- Instructions for the task
For the copy, please give all of the data again exactly and leave the pictures out.

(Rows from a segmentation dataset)
______
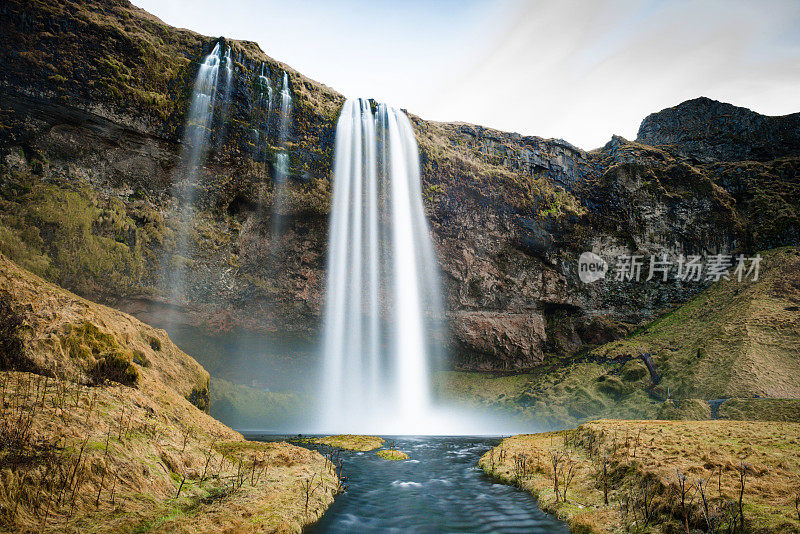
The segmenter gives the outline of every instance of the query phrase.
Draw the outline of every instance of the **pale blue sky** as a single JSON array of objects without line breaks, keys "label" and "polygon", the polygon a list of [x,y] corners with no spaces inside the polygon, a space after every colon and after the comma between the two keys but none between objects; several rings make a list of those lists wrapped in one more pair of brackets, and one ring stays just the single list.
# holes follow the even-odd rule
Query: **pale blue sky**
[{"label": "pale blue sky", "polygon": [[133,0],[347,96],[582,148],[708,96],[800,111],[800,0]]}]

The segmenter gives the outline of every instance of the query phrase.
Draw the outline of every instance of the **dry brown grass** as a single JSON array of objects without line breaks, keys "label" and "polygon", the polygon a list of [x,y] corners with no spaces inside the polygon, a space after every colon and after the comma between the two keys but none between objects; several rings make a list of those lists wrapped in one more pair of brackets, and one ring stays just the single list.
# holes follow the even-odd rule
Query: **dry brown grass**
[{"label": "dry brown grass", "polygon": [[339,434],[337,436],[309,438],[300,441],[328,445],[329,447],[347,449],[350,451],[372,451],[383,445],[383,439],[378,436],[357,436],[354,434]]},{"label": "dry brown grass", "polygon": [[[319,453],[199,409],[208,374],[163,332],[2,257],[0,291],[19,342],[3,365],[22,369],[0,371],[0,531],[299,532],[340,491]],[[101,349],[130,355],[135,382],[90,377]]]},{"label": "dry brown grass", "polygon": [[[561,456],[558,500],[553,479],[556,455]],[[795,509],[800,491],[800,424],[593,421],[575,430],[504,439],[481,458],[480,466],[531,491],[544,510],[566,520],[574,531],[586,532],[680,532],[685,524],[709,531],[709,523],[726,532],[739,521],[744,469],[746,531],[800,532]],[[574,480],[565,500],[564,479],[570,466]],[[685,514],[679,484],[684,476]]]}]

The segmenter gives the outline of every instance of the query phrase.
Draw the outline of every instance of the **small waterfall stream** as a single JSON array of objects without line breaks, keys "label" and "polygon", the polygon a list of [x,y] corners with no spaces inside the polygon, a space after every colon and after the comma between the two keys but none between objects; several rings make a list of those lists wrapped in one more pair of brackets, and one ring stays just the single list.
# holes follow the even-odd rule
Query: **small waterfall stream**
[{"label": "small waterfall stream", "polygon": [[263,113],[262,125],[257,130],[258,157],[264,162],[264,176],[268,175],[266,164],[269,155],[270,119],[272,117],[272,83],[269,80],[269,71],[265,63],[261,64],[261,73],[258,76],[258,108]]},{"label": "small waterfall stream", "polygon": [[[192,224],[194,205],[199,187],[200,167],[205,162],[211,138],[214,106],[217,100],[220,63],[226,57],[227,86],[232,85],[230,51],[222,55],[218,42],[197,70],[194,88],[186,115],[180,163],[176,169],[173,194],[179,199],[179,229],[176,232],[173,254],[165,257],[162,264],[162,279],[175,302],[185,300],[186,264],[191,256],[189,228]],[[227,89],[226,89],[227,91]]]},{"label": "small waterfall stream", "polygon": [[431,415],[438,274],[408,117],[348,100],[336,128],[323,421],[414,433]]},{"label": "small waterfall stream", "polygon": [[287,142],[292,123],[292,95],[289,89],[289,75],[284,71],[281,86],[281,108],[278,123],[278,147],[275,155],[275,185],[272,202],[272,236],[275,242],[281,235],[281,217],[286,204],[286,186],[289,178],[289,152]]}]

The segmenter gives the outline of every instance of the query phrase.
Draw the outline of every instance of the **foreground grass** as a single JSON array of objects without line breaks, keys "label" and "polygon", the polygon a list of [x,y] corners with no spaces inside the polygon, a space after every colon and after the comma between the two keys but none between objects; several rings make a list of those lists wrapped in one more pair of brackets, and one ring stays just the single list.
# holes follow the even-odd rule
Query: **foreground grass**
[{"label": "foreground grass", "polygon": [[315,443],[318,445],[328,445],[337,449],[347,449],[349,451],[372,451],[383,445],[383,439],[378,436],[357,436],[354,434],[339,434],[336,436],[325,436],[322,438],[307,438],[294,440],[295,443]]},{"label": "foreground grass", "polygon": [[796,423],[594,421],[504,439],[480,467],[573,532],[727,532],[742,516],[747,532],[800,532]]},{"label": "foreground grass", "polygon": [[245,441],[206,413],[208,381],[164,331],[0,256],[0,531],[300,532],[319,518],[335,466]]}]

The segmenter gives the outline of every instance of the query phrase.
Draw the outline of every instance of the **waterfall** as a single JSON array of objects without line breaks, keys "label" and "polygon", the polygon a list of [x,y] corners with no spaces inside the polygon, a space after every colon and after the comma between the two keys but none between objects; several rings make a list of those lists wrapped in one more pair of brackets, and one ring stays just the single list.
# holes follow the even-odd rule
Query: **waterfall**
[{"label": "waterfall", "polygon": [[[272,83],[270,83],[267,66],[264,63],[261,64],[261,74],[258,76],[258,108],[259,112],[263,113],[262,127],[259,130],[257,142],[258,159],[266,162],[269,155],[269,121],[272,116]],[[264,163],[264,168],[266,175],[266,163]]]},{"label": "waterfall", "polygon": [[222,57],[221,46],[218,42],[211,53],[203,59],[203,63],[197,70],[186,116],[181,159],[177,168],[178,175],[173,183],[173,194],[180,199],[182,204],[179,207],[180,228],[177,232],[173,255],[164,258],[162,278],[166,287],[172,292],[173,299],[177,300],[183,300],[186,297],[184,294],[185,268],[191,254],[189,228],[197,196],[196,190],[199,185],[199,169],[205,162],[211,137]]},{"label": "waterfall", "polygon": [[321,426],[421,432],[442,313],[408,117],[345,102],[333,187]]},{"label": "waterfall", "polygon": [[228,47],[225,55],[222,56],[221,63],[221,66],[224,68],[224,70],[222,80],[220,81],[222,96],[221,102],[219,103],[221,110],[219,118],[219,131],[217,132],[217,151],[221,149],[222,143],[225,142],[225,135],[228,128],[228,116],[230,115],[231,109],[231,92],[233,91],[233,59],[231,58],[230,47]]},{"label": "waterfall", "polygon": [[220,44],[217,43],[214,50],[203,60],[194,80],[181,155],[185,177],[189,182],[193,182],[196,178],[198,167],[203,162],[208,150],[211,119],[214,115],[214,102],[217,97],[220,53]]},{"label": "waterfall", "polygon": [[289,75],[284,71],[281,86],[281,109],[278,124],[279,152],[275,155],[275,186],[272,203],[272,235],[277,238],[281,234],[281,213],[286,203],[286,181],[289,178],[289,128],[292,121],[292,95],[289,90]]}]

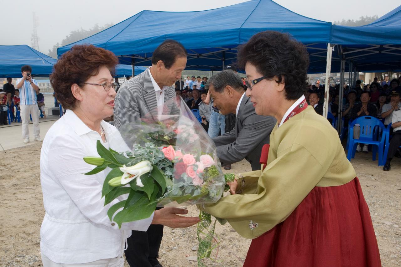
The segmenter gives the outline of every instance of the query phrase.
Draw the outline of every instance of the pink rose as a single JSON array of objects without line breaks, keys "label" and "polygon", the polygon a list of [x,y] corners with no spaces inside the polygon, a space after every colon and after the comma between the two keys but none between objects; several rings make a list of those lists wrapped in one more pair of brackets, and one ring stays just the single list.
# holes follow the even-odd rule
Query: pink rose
______
- Reply
The segmenter gives the outline of every instance of the query phrase.
Draw the outline of every instance of the **pale blue sky** as a single JSON array of objects without line breaks, keys "label" and "polygon", the polygon a list of [x,y] corners with no spaces inside the polygon, a space after every colon and after the comma between the two keys but none between objects; several rings make a list of those lists wrapped in one more pair of brackets, and one ring stays just the single list.
# holes follow the even-odd rule
Query: **pale blue sky**
[{"label": "pale blue sky", "polygon": [[133,0],[347,96],[582,148],[708,96],[800,111],[800,0]]}]

The segmenter gives the outline of every instance of the query phrase.
Draw the outline of every instance of the **dry brown grass** as a single JSON array of objects without line breaks, keys "label" and "polygon", the polygon a list of [x,y] corners with no spaces inside the polygon, a space after every colon and after the comma between the two keys but none between objects; several rings make a list of those lists wrapped in one more pair of brackets, and one ring stays just the single list.
# holes follow the even-odd rule
Query: **dry brown grass**
[{"label": "dry brown grass", "polygon": [[339,434],[337,436],[309,438],[300,441],[328,445],[329,447],[347,449],[350,451],[372,451],[383,445],[383,439],[378,436],[357,436],[354,434]]},{"label": "dry brown grass", "polygon": [[[319,453],[199,409],[208,374],[163,332],[2,257],[0,291],[19,342],[3,365],[22,369],[0,371],[0,531],[299,532],[340,491]],[[101,349],[130,355],[135,382],[90,377]]]},{"label": "dry brown grass", "polygon": [[[561,456],[558,500],[553,479],[556,455]],[[795,509],[800,491],[800,424],[593,421],[575,430],[504,439],[481,458],[480,466],[531,491],[544,510],[566,520],[574,531],[586,532],[680,532],[685,524],[709,531],[709,523],[726,532],[739,521],[744,469],[746,531],[800,532]],[[574,480],[565,500],[564,479],[570,466]],[[685,514],[679,484],[684,476]]]}]

The segmenter gives the outline of every instance of the query phrase.
Draw the outline of every instance of the **small waterfall stream** as a single JSON array of objects without line breaks, keys "label" and "polygon", the polygon a list of [x,y] corners with no spaces inside the polygon, a space after every colon and after the comma between the two keys but none between objects; several rings make a list of those lists wrapped in one more pair of brackets, and one ring stays just the single list.
# holes follow the even-odd rule
Query: **small waterfall stream**
[{"label": "small waterfall stream", "polygon": [[263,113],[262,125],[257,130],[258,157],[264,162],[264,176],[268,175],[266,164],[269,155],[270,119],[272,117],[272,83],[269,80],[269,71],[265,63],[261,64],[261,73],[258,76],[258,108]]},{"label": "small waterfall stream", "polygon": [[[192,224],[194,205],[199,187],[200,167],[205,162],[211,138],[214,106],[217,100],[220,63],[226,57],[227,86],[232,85],[230,51],[222,55],[218,42],[197,70],[194,88],[186,115],[180,163],[176,169],[173,194],[179,199],[179,229],[176,232],[173,254],[165,257],[162,264],[162,279],[175,302],[185,300],[186,264],[191,256],[189,228]],[[227,89],[226,89],[227,91]]]},{"label": "small waterfall stream", "polygon": [[431,415],[438,274],[408,117],[348,100],[336,128],[323,421],[414,433]]},{"label": "small waterfall stream", "polygon": [[287,142],[292,123],[292,95],[289,89],[289,75],[284,71],[281,86],[281,108],[278,123],[278,147],[275,155],[275,185],[272,202],[272,236],[275,242],[281,235],[281,217],[286,204],[286,186],[289,178],[289,152]]}]

The segmenter gives the outline of every instance of the query phrase.
Draw the outline of every instance of the **foreground grass** as a single JSON array of objects without line breaks, keys "label" and "polygon", the polygon a list of [x,y] corners with no spaces inside the polygon, a space after every colon and after the comma between the two keys but none between objects; several rings make a list of those lists wrapped in one more pair of brackets, and one ring stays just the single list.
# holes follow the even-odd rule
Query: **foreground grass**
[{"label": "foreground grass", "polygon": [[315,443],[318,445],[328,445],[337,449],[347,449],[349,451],[372,451],[383,445],[383,439],[378,436],[357,436],[354,434],[339,434],[336,436],[325,436],[322,438],[307,438],[294,440],[295,443]]},{"label": "foreground grass", "polygon": [[796,423],[594,421],[504,439],[480,467],[573,532],[727,532],[742,516],[747,532],[800,532]]},{"label": "foreground grass", "polygon": [[245,441],[206,413],[208,381],[164,331],[0,256],[0,531],[300,532],[319,518],[335,466]]}]

The segmenter gives the outline of every instance of the query phrase.
Draw the outline of every instance of the **waterfall** as a single JSON array of objects without line breaks, keys "label" and "polygon", the polygon a list of [x,y] corners with no spaces inside the polygon, a space after every colon and after the comma between the two keys but none between objects; several rings make a list of those lists wrapped in one more pair of brackets, and one ring stays just the single list.
# holes follow the even-odd rule
Query: **waterfall**
[{"label": "waterfall", "polygon": [[[272,83],[270,83],[267,66],[264,63],[261,64],[261,74],[258,76],[258,108],[259,112],[263,113],[262,127],[259,130],[257,142],[258,159],[266,162],[269,155],[269,121],[272,116]],[[264,163],[264,168],[266,175],[266,163]]]},{"label": "waterfall", "polygon": [[222,57],[221,46],[218,42],[211,53],[203,59],[203,63],[197,70],[186,116],[181,159],[177,168],[178,175],[173,183],[173,194],[180,199],[182,204],[179,207],[180,228],[177,232],[173,255],[164,258],[162,278],[166,287],[172,292],[173,299],[177,300],[183,300],[186,297],[184,294],[185,268],[191,254],[189,228],[197,196],[196,190],[199,185],[199,169],[205,162],[211,137]]},{"label": "waterfall", "polygon": [[321,426],[421,432],[442,313],[408,117],[345,102],[333,187]]},{"label": "waterfall", "polygon": [[228,47],[225,55],[222,56],[221,63],[221,66],[224,68],[224,70],[222,80],[220,81],[222,96],[221,102],[219,103],[221,110],[219,118],[219,131],[217,132],[217,151],[221,149],[222,143],[225,142],[225,135],[228,128],[228,116],[230,115],[231,109],[231,92],[233,91],[233,59],[231,58],[230,47]]},{"label": "waterfall", "polygon": [[220,44],[217,43],[214,50],[203,60],[194,80],[181,155],[185,177],[189,182],[193,182],[196,178],[198,167],[203,162],[208,150],[211,119],[214,115],[214,102],[217,97],[220,53]]},{"label": "waterfall", "polygon": [[289,75],[284,71],[281,86],[281,109],[278,124],[279,152],[275,155],[275,186],[272,203],[272,235],[277,238],[281,234],[281,213],[286,203],[286,181],[289,178],[289,128],[292,121],[292,95],[289,90]]}]

The segmenter gives the outline of every instance of the query phrase.
Draw the outline of every instance of the pink rose as a single JSON array of objects without line breaks, keys "label" and "polygon", the polygon a list of [x,y] corners with no spaces inside the polygon, a space after every colon and after the comma between the two keys but none between objects; several rings make a list of those lists wrapped in one more pair of brackets, and one ring stays just the single list.
# holes follow the even-odd rule
Query: pink rose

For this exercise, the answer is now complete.